◆ **Exercise material**:

■ ■ ■

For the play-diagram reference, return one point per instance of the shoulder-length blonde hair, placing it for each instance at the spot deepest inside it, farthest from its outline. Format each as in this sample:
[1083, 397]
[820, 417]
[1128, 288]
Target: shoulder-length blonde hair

■ ■ ■

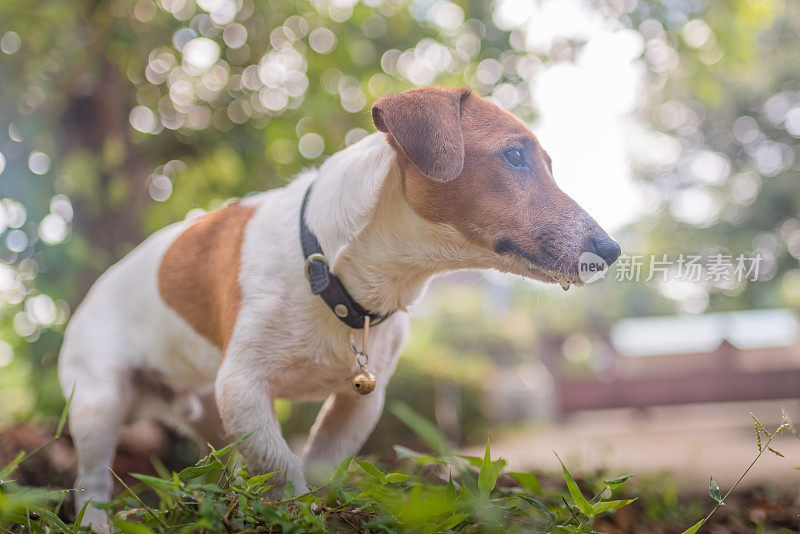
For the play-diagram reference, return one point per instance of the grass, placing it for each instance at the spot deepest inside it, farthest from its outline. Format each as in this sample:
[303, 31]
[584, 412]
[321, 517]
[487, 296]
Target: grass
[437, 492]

■ ■ ■

Copy the material word for word, from the line containing "of the shoulder-length" through the line containing "Target: shoulder-length blonde hair", both of those lines included.

◆ **Reply to the task**:
For the play-diagram reference, return one point per instance of the shoulder-length blonde hair, placing it for each instance at the spot deepest inside it, farthest from its outline. Format each as in this sample:
[1083, 397]
[820, 417]
[1128, 288]
Target: shoulder-length blonde hair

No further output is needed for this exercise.